Entries supplied:
***

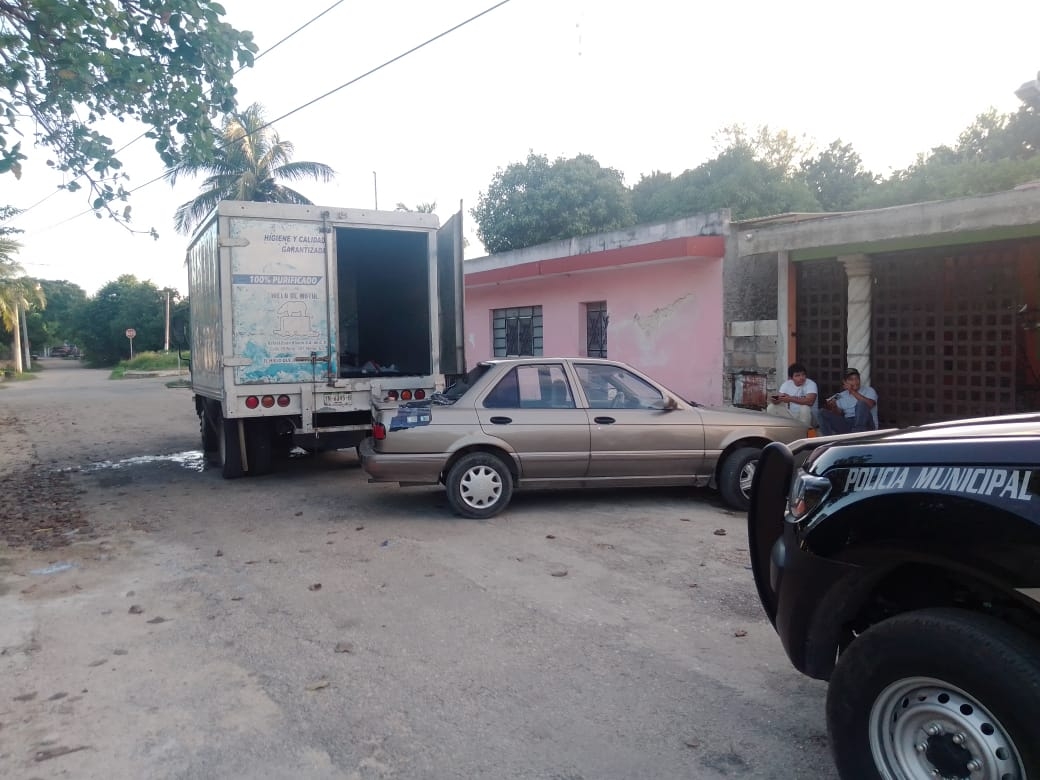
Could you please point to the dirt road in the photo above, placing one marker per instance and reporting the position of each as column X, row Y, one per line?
column 309, row 624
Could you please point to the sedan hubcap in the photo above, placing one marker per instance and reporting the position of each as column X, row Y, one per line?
column 925, row 728
column 747, row 476
column 481, row 487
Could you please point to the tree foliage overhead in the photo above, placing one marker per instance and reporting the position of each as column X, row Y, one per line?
column 538, row 201
column 248, row 164
column 68, row 65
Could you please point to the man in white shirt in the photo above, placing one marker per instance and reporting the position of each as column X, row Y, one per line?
column 853, row 410
column 797, row 397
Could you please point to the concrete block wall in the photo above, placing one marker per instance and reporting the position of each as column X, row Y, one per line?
column 750, row 348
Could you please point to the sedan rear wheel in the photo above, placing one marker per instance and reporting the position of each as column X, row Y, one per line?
column 479, row 486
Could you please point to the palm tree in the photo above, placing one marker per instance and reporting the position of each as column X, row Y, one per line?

***

Task objective: Lay out the stretch from the start of the lines above through the line that contains "column 481, row 487" as a Markdown table with two columns, Number and Content, one row per line with blank lines omitted. Leave the pictures out.

Problem solution:
| Number | Content |
|---|---|
| 1 | Could you please point to the dirt road in the photo above, placing one marker per instance and reporting the position of each as column X, row Y, one per line? |
| 2 | column 309, row 624 |
| 3 | Could you please point to the sedan hubcap in the photo above, placing one marker per instance and reporting the position of each as column X, row Y, one per line? |
| 4 | column 925, row 728 |
| 5 | column 747, row 476 |
| 6 | column 481, row 487 |